## TASK GOAL
Reproduce the line that holds "One marker per instance, like [38,128]." together with all the lines after it up to the end of the entries.

^^^^^^^^^^^^^^^^

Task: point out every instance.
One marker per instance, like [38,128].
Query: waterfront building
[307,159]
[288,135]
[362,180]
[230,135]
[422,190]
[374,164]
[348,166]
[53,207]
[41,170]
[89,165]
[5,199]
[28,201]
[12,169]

^^^^^^^^^^^^^^^^

## YOUR RESPONSE
One marker per instance, like [38,128].
Query: waterfront building
[307,159]
[288,135]
[362,180]
[230,135]
[422,190]
[374,164]
[348,166]
[53,207]
[41,170]
[89,165]
[5,199]
[28,201]
[12,169]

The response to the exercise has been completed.